> Directions
All of the records listed below should be retyped exactly.

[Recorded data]

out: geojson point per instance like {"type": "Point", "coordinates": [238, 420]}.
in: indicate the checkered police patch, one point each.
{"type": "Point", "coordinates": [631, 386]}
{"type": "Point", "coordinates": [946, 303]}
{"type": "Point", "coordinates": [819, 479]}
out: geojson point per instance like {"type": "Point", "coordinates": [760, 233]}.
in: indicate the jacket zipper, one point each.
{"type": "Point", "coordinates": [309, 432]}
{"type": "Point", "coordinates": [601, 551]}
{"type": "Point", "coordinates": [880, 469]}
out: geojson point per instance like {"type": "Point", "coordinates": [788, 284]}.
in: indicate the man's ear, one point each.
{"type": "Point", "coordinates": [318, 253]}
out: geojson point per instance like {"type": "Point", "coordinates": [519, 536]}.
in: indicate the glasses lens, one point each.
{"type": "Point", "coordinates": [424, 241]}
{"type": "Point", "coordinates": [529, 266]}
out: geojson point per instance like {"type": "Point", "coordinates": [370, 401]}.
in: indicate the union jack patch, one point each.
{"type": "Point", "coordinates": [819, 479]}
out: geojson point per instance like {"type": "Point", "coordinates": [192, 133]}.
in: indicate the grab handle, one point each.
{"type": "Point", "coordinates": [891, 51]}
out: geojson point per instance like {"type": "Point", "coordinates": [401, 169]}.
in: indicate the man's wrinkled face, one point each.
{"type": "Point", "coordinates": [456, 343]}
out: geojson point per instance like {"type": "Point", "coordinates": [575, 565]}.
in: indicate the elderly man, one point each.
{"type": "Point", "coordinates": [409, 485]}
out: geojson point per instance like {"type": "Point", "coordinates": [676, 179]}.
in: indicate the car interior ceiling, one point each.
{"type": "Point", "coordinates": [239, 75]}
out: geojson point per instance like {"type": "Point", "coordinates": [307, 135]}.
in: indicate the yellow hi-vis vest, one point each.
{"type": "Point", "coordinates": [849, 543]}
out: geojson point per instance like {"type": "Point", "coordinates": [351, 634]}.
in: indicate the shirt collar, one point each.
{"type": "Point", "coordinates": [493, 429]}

> Answer space
out: geojson point per instance like {"type": "Point", "coordinates": [238, 420]}.
in: indicate the checkered police patch, one point each.
{"type": "Point", "coordinates": [631, 386]}
{"type": "Point", "coordinates": [946, 303]}
{"type": "Point", "coordinates": [819, 479]}
out: geojson point per instance like {"type": "Point", "coordinates": [760, 233]}.
in: indicate the jacket zipper, one point each.
{"type": "Point", "coordinates": [309, 432]}
{"type": "Point", "coordinates": [601, 551]}
{"type": "Point", "coordinates": [880, 469]}
out: geojson point per instance like {"type": "Point", "coordinates": [788, 284]}.
in: indicate the man's ear, one point each.
{"type": "Point", "coordinates": [318, 253]}
out: geojson point per instance like {"type": "Point", "coordinates": [519, 536]}.
in: indicate the glasses lens, one point each.
{"type": "Point", "coordinates": [424, 241]}
{"type": "Point", "coordinates": [529, 266]}
out: geojson point per instance like {"type": "Point", "coordinates": [370, 401]}.
in: indicate the union jack patch, one point each.
{"type": "Point", "coordinates": [819, 479]}
out: geojson point per instance like {"type": "Point", "coordinates": [192, 133]}.
in: indicate the grab handle, one point each.
{"type": "Point", "coordinates": [891, 51]}
out: geojson point per instance like {"type": "Point", "coordinates": [401, 169]}.
in: indicate the man's wrinkled face, one point each.
{"type": "Point", "coordinates": [456, 343]}
out: geojson point per instance like {"type": "Point", "coordinates": [575, 565]}.
in: indicate the elderly man, one point each.
{"type": "Point", "coordinates": [409, 485]}
out: geojson point per instance like {"type": "Point", "coordinates": [676, 179]}.
in: indicate the car interior ceiling, one point each.
{"type": "Point", "coordinates": [239, 75]}
out: geojson point per instance like {"type": "Point", "coordinates": [307, 135]}.
in: indicate the yellow hi-vis vest, one point each.
{"type": "Point", "coordinates": [849, 543]}
out: geojson point per instance like {"type": "Point", "coordinates": [351, 634]}.
in: indicate the shirt collar, one point each.
{"type": "Point", "coordinates": [493, 429]}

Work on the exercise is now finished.